Location annotation data excerpts:
◇ ◇ ◇

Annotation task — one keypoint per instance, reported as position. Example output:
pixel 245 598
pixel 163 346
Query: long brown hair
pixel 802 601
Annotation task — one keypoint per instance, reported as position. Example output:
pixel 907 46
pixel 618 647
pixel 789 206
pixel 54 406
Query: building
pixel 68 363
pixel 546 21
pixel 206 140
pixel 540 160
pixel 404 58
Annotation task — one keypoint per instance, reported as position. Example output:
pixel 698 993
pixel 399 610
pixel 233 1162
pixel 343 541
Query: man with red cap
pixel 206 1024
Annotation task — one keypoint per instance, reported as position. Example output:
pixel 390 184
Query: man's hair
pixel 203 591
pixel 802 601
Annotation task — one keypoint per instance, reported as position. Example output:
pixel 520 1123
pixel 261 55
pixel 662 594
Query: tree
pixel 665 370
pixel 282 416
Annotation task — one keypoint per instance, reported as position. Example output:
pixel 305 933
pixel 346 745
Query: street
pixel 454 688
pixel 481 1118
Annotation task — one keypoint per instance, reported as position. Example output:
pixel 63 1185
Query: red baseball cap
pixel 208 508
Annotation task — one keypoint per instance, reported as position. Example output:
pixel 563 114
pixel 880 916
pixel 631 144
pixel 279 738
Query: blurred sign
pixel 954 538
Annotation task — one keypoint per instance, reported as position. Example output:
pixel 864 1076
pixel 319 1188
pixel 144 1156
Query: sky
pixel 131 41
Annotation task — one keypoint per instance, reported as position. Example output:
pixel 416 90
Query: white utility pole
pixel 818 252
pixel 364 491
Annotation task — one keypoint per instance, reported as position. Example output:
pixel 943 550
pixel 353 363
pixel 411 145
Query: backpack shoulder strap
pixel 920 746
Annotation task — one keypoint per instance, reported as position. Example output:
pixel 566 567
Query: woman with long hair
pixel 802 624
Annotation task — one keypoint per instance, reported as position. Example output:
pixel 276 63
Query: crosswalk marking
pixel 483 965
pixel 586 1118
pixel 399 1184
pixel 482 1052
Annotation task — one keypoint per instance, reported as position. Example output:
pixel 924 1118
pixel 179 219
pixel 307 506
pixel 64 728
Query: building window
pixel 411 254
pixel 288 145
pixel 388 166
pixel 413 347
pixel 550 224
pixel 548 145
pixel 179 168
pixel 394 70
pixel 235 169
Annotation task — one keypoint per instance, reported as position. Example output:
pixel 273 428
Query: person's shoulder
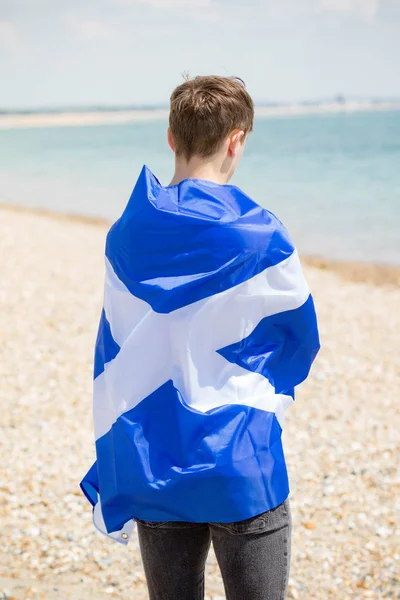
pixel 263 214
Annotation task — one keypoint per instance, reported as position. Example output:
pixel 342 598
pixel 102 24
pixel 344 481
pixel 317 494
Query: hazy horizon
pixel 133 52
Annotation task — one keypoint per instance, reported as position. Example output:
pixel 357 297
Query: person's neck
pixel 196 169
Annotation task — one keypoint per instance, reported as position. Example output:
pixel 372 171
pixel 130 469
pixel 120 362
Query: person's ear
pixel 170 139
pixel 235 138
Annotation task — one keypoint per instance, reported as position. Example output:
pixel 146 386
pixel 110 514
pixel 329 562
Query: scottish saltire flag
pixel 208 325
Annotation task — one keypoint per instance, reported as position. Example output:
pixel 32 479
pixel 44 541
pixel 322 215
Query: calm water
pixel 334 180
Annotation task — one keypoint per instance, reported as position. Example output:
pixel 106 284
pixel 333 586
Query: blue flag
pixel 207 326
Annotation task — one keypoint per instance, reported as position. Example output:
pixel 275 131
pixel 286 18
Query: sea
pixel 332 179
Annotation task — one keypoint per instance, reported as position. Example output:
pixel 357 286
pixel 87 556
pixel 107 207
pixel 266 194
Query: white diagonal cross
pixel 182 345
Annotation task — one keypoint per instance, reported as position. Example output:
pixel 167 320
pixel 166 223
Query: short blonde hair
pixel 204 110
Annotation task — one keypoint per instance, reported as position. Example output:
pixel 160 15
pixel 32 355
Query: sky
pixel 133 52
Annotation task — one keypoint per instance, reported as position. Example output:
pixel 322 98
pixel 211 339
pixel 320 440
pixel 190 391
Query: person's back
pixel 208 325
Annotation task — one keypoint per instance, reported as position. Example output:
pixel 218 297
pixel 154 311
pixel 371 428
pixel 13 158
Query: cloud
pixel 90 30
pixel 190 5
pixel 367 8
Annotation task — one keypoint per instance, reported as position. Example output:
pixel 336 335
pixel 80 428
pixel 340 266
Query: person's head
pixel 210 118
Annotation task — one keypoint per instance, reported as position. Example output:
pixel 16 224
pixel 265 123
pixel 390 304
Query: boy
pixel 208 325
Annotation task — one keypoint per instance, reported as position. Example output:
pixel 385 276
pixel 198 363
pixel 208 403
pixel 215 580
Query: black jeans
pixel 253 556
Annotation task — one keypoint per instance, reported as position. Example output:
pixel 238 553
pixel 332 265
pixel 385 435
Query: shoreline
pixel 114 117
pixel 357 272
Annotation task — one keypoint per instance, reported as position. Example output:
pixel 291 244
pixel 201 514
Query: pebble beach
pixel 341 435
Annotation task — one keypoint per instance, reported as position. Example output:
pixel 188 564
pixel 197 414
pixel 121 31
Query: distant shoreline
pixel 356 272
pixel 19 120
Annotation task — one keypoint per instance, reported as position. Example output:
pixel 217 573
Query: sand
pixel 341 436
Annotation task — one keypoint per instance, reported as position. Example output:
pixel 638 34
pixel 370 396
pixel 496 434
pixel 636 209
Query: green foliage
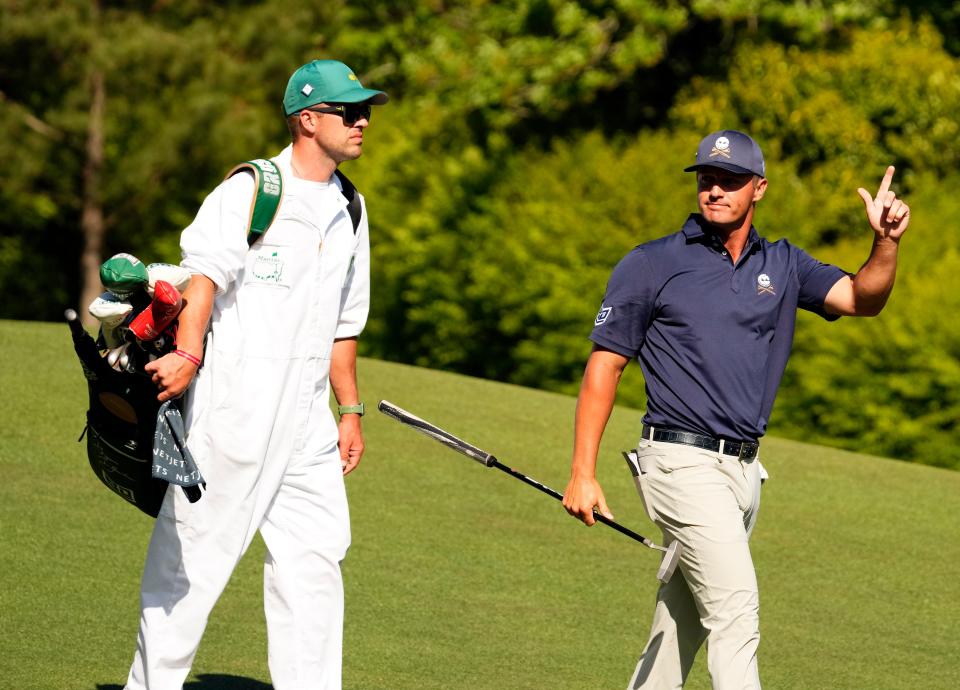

◇ ◇ ◇

Given problem ▸
How many lines of the data above contain the string "flag"? Case counts; give only the number.

Exercise result ▸
2